Stated goal 1:
Summarize the Beat Museum account in two sentences.
Stated goal 2:
In the Beat Museum account, what title does the writer give Brandon?
Stated goal 3:
Write what follows the final sentence of the Beat Museum account.

Quoted passage:
-- -- --
City Lights only had a few copies of Granta, Zoetrope and The Paris Review from 2019. I picked them up anyway, and couldn’t help but be drawn to the black and white prints of musicians, beat boys and girls, movie stars, parties and dives that were carefully catalogued in neat displays in the entrance to the Beat Museum. Flipping through I almost picked up a collage of an adolescent Kerouac in his football gear (with Lou Reed’s plaintive Coney Island Baby cry of “I just wanted to play football for the coach” ringing in my head). My fingers lingered over Ginsburg smiling shyly but openly alongside Burroughs outside a cabin. A flashy set of negative contact sheet style images of a Dylan in full bloom almost enticed me. All of these prints were nicely presented and very reasonably priced. It was then I saw William Burroughs holding the conduits of a scientology auditing machine, intense in his attempts to ‘go clear’. Did he ever go clear? I can never hear those words without being reminded of Leonard Cohen and his famous blue raincoat, torn at the shoulder, in which he asks his ‘brother, his killer’ if he ‘ever went clear?’ William’s interest in scientology waned as the cult religioso status of the organization grew, of course, but seeing William in an austere bare room, just him, his psyche and a metallic interface is such a kick, a thrill. William came home with me. I was about to pay and leave after a very nice conversation with the guy who runs the place, when I decided to treat myself and go in and have a look around.

The Burroughs Counting Machine….

It is not a huge collection, just one floor, but it is so comprehensive, beautifully curated, and thoughtfully presented that it was a joy to walk around. It was a communing with the spirit of a time and a movement now in the recent past, barely within living memory, yet so far removed from this time of mob rule, the destruction of the individual caused by our cyber bonds that makes everyone linked to everyone, and therefore smooths the extraordinary out into an average, a median, crushing the freaks and the non conformers into approved set patterns of non conformity. I am more comfortable in their world than in my own time. It felt like going home. How I would love to be typing on an Underwood, not a microsoft run spy machine, but that is just not the way the world works any more.

It is the ephemera that makes the collection so interesting. First editions, personal belongings, the links to the real gold and silver of the movement: the people who lived the beat, created the art, and fueled the movement. Brandon, the Keeper of the Beat (he totally deserves a cool title) was interesting, well informed and clearly devoted to all things Beat and Underground, and more than happy to provide context that brought the collection alive.
-- -- --
Rows:
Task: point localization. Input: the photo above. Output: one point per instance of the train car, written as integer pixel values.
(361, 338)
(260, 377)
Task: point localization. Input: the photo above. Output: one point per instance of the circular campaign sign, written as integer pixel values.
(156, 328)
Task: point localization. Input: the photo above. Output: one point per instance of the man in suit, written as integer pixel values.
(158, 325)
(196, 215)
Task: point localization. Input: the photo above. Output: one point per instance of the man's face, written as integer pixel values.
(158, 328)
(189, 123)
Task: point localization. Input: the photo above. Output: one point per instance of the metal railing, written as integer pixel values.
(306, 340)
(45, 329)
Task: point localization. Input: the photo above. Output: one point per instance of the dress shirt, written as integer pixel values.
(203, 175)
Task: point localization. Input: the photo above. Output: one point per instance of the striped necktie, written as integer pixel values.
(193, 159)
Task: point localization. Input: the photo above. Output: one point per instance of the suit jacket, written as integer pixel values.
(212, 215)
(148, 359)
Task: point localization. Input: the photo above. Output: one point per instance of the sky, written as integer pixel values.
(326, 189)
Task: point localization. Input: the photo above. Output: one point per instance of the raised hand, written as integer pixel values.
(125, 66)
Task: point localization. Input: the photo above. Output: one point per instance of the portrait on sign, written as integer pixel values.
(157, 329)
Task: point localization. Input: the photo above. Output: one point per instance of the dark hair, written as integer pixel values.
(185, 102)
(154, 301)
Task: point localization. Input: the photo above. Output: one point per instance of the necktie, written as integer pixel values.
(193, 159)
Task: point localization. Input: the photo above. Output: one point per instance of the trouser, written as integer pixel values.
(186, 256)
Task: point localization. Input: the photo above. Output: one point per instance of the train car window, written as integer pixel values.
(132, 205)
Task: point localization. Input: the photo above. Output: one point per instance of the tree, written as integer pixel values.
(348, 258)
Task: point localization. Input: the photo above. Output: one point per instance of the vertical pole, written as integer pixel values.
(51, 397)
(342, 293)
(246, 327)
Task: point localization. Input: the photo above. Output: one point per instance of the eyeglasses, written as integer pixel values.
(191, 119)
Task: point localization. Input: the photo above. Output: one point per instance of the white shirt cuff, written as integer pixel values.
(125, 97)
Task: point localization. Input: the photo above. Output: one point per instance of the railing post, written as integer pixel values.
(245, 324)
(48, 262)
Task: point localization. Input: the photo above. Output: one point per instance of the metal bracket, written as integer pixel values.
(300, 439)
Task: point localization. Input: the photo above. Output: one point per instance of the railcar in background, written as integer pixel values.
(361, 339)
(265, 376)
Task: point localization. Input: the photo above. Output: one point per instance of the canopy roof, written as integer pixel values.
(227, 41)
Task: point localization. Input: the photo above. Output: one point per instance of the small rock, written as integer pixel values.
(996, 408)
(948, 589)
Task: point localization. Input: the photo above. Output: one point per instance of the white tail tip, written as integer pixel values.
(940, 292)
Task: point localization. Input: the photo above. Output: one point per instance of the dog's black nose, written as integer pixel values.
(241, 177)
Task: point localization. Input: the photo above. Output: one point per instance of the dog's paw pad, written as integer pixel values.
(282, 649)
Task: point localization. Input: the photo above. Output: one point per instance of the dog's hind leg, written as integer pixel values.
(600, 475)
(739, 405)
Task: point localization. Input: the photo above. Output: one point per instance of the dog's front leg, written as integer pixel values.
-- -- --
Final answer 1:
After picking up magazines at City Lights, the writer browsed the prints at the entrance to the Beat Museum and bought one of William Burroughs holding the conduits of a scientology auditing machine. Deciding to go in, the writer found a one-floor collection that was comprehensive and beautifully curated, valued its ephemera, and praised Brandon, the Keeper of the Beat, for providing context that brought it alive.

Final answer 2:
The Keeper of the Beat.

Final answer 3:
The crowning glory of the Beat Museum has to be the ’49 Hudson. The actual ’49 Hudson that Cassady drove in On The Road exists only in the mind of the reader. There is no trace of the car to be found: no bill of sale, no registration documents, no way to track it or find it. It could be sitting in the collection of some rich motorhead, its provenance and history lost, or rusting away somewhere in a garage, or junkyard south of the border. This incarnation of the famous ’49 Hudson is the car from the movie, On The Road, donated by the great Walter Salles. It had a 5000 mile trip across America to make it to the museum, a christening of sorts, I guess. She had to earn her wheels to deserve a place in the Beat Pantheon. Having made it home to the museum, there she sits in all her glory, a veritable boat of a vehicle. A giant on wheels. A ’49 Hudson is something to see. This particular Hudson, taking the place of her lost sister, sitting there ready for Cassady to rock up and steal her, and drive Kerouac to Colorado to see a girl, or Mexico to visit the muse, feels like a sentry or a guardian. It is the heart and soul of the road. The engine of the beat. It’s that ‘go, go, go!’ that Neal embodied. It is the shelter from the storm and the vehicle to drive right into the creative heart of it.

If you are going to San Francisco, you might want to wear a flower in your hair, but a visit to the Beat Museum, to pay homage to the Road and those that travelled it and wrote about it, alongside perhaps the most interesting collection of books and images available to purchase that I have seen in a while is something that shouldn’t be missed. The ghost of the past still walks the Embarcadero buying clam chowder and sourdough, or Chinese food in paper cartons. It still sits drinking at Café Vesuvio. It still haunts Kerouac Alley where Dylan and Ginsburg took those photographs, but it goes home every night to the Beat Museum to tap on the keys of an Underwood and sit in a ’49 Hudson and plot the best route south and south and south again.